• Problem requirements
Count the lines of the records below that contain the word "cloud" and give only that number.

• Dataset entries

----------------

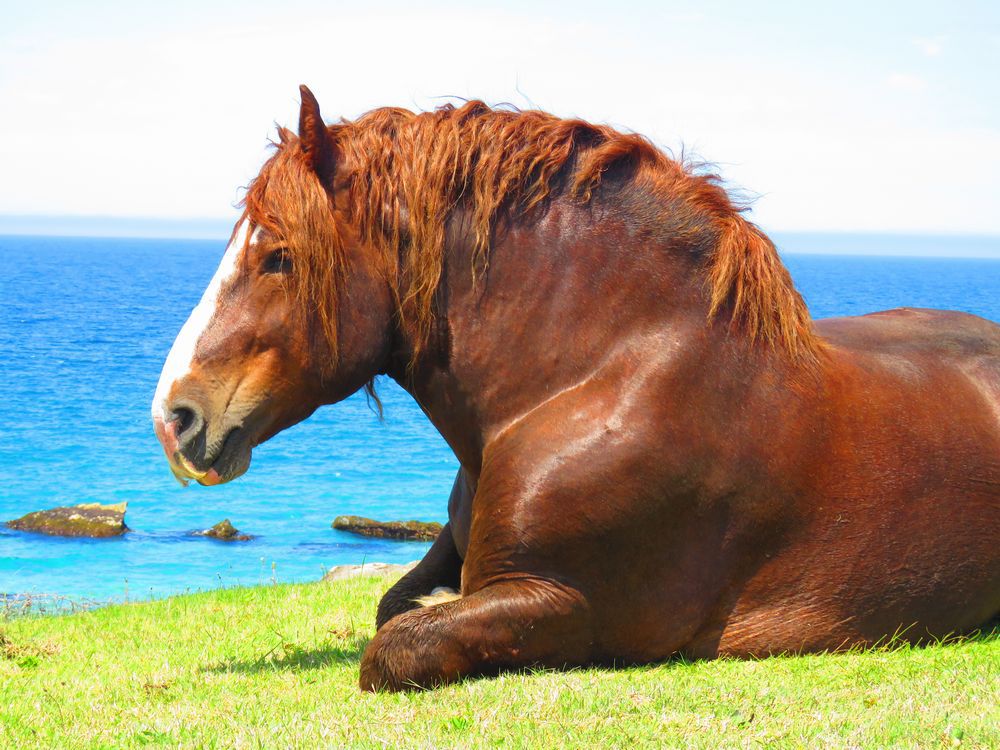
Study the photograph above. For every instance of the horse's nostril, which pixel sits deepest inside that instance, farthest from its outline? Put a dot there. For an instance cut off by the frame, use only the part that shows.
(185, 418)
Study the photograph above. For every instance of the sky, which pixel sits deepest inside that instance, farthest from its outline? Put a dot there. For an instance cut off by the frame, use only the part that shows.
(846, 116)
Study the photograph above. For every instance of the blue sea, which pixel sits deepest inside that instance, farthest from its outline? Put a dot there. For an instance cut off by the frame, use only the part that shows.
(85, 324)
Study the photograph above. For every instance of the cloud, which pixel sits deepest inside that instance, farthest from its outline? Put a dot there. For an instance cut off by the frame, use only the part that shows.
(929, 46)
(906, 82)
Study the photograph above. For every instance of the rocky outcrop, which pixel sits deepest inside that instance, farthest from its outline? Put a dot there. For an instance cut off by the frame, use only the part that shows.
(224, 531)
(410, 531)
(87, 520)
(341, 572)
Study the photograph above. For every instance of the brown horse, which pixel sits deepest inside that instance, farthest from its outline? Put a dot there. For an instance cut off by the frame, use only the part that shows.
(660, 452)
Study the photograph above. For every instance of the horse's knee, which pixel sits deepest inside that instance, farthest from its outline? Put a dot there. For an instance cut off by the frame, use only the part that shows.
(403, 655)
(507, 626)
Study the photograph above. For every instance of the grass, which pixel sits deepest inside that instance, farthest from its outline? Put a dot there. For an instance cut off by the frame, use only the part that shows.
(276, 666)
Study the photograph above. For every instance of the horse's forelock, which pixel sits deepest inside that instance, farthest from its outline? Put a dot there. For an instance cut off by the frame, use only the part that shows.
(290, 202)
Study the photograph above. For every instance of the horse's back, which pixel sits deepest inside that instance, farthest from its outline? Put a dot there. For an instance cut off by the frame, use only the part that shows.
(902, 525)
(910, 330)
(919, 344)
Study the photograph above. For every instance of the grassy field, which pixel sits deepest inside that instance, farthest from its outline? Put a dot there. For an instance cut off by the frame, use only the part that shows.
(276, 666)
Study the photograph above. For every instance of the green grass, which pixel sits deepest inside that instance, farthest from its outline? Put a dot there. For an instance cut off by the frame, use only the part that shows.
(276, 666)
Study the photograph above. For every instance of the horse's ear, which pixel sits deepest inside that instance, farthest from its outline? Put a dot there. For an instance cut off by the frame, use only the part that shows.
(313, 135)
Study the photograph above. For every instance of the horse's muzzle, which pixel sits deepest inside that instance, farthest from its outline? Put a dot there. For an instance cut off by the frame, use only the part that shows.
(178, 435)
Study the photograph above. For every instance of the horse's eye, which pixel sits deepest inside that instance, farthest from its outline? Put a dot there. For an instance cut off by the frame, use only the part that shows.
(278, 261)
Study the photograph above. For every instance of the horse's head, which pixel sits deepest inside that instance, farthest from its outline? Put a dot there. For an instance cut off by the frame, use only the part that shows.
(296, 316)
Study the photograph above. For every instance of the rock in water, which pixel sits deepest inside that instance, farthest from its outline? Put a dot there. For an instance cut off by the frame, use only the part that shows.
(226, 532)
(411, 531)
(88, 519)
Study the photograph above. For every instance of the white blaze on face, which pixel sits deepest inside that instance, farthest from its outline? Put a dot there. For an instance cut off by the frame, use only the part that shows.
(178, 362)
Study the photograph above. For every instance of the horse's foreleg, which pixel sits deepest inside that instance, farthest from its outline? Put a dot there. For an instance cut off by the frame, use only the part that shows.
(506, 625)
(441, 567)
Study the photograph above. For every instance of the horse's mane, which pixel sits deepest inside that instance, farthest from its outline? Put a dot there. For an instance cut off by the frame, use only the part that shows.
(407, 174)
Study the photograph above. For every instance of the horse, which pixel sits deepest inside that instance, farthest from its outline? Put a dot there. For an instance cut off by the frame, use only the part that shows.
(661, 453)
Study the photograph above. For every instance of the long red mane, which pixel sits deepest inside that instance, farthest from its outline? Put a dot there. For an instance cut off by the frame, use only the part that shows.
(410, 173)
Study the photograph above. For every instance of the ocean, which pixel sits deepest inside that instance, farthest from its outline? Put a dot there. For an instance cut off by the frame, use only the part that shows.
(85, 324)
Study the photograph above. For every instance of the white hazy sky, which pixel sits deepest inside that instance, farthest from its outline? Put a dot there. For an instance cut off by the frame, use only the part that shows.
(864, 116)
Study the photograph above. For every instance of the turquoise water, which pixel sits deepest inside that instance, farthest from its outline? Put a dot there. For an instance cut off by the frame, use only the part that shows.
(85, 325)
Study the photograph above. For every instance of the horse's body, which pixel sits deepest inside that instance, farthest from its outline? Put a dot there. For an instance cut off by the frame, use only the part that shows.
(652, 463)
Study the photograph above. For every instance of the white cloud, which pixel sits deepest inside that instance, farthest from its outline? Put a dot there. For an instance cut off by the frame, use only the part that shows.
(930, 46)
(906, 82)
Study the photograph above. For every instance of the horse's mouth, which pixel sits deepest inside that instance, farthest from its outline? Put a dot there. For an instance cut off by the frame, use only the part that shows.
(231, 461)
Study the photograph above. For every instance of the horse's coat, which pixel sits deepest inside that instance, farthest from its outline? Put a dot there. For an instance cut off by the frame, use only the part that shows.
(660, 451)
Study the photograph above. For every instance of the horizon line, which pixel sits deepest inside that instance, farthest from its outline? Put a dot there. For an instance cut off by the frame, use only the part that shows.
(807, 241)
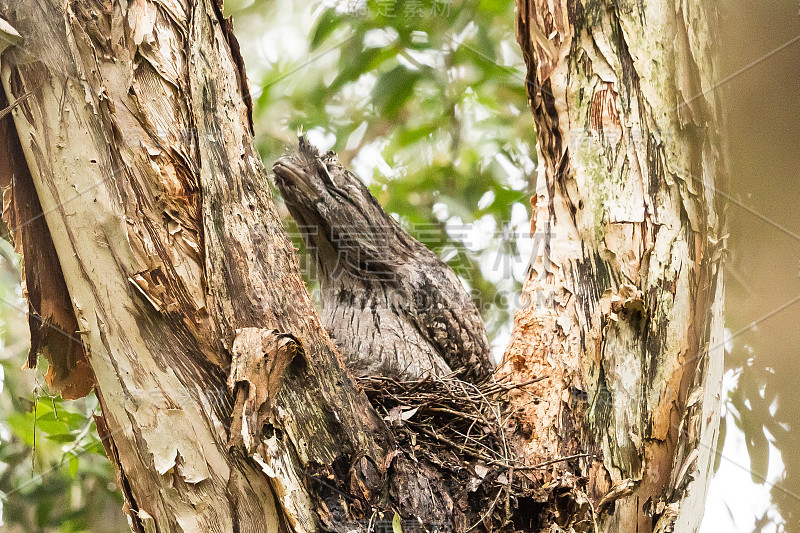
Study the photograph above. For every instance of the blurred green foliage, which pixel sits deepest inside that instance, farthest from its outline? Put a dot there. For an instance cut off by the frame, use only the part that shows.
(425, 101)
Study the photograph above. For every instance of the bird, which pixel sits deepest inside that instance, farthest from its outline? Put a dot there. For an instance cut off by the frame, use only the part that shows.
(393, 308)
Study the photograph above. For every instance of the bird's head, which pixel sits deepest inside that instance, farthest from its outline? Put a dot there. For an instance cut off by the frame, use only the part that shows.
(342, 223)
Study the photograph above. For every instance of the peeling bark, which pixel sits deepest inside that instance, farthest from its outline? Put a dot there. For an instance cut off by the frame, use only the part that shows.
(139, 144)
(624, 300)
(145, 218)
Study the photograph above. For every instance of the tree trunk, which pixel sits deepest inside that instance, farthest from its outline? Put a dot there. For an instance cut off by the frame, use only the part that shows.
(137, 141)
(164, 265)
(625, 297)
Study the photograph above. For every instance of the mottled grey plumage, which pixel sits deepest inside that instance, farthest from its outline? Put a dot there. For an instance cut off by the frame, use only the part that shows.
(393, 308)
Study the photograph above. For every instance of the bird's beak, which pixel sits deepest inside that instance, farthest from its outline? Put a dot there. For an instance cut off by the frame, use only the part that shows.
(289, 171)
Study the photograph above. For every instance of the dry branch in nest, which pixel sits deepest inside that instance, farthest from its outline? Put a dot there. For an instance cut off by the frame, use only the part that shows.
(463, 430)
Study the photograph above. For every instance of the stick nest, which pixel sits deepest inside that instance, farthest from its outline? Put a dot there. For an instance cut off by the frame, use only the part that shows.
(463, 429)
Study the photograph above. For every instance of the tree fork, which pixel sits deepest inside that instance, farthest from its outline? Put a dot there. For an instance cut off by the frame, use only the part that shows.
(138, 139)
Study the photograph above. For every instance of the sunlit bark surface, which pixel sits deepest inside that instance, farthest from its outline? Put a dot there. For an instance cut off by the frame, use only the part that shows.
(625, 297)
(157, 270)
(139, 145)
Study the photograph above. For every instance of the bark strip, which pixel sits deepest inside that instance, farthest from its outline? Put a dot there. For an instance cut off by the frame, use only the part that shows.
(624, 300)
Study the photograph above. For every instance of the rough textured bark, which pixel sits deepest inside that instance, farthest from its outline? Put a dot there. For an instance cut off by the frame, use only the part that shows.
(625, 299)
(137, 136)
(226, 406)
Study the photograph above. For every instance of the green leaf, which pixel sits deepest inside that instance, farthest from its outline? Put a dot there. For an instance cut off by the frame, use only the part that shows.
(326, 24)
(49, 424)
(397, 526)
(73, 464)
(61, 438)
(393, 90)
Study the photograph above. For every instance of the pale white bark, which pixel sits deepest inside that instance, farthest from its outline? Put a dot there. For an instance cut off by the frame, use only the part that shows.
(629, 161)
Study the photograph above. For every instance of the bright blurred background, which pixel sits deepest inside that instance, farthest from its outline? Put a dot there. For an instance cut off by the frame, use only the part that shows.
(425, 101)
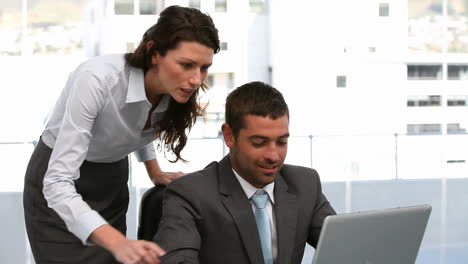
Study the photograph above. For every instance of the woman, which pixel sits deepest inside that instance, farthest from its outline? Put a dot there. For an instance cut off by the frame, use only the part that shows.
(75, 194)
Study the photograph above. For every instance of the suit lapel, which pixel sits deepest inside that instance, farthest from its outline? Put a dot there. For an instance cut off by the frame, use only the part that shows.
(286, 217)
(236, 202)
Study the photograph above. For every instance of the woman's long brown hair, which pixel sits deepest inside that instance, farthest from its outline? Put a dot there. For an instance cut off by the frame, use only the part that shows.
(176, 24)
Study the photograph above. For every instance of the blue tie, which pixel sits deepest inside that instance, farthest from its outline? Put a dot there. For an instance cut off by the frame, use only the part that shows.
(260, 199)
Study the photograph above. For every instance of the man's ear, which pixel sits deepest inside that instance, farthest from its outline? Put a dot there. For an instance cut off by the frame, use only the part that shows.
(154, 56)
(228, 135)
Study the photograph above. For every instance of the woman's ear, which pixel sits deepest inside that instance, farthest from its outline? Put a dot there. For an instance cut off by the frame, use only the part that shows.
(154, 57)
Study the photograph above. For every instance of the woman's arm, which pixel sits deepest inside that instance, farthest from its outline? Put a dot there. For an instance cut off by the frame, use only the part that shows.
(125, 250)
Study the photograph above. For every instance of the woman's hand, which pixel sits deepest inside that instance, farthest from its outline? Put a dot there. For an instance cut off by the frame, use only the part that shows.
(125, 250)
(136, 251)
(158, 176)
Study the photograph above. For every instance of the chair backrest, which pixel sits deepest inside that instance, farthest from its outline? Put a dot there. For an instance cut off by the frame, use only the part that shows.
(150, 212)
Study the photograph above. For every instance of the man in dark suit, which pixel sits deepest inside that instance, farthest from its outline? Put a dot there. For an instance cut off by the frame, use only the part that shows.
(212, 216)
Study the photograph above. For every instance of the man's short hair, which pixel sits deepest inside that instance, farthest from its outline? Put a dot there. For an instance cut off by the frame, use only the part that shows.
(254, 98)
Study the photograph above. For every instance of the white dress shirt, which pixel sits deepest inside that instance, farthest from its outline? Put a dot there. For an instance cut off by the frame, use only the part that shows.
(99, 117)
(250, 190)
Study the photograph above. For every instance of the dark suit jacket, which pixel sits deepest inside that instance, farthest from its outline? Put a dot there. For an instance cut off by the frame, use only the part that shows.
(207, 218)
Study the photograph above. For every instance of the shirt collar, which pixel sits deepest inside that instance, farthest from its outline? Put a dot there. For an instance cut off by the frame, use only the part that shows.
(250, 190)
(136, 86)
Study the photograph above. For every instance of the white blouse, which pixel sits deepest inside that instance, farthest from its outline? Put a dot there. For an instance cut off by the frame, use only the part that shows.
(99, 117)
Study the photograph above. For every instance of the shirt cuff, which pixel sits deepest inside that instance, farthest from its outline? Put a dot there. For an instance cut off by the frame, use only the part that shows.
(145, 153)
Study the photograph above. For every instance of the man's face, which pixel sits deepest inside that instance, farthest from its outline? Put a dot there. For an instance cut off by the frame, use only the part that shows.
(258, 152)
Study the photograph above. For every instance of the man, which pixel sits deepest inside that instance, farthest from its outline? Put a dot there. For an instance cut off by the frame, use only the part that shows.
(211, 216)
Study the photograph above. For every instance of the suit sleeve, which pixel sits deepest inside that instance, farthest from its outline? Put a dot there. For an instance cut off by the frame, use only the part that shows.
(178, 231)
(322, 209)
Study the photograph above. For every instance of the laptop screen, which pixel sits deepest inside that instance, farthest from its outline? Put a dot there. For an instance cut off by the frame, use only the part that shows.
(373, 237)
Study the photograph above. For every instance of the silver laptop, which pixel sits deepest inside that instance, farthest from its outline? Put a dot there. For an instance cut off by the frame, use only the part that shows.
(374, 237)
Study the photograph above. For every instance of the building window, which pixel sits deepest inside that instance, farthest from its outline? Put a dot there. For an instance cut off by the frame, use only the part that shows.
(341, 81)
(424, 72)
(457, 100)
(423, 129)
(123, 7)
(223, 45)
(257, 6)
(220, 80)
(384, 9)
(220, 5)
(147, 7)
(457, 72)
(424, 100)
(455, 128)
(194, 4)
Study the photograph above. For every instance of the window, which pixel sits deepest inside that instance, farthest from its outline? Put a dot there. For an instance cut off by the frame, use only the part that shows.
(341, 81)
(384, 9)
(220, 80)
(220, 5)
(423, 129)
(457, 100)
(457, 72)
(424, 72)
(424, 100)
(194, 4)
(147, 7)
(123, 7)
(455, 128)
(10, 29)
(223, 45)
(257, 6)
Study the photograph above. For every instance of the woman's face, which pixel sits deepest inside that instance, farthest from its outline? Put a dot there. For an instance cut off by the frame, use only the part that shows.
(180, 72)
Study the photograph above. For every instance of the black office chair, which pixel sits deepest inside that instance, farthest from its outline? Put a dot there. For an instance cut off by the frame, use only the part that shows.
(150, 212)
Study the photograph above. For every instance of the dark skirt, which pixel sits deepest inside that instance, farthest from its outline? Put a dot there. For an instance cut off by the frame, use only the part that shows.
(102, 185)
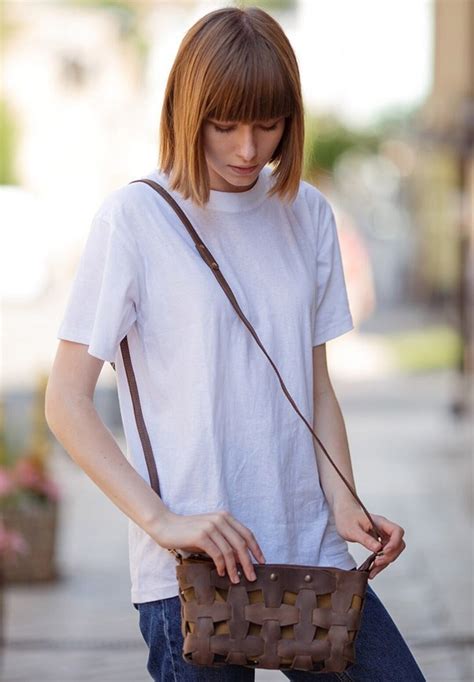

----------------

• Exercise solution
2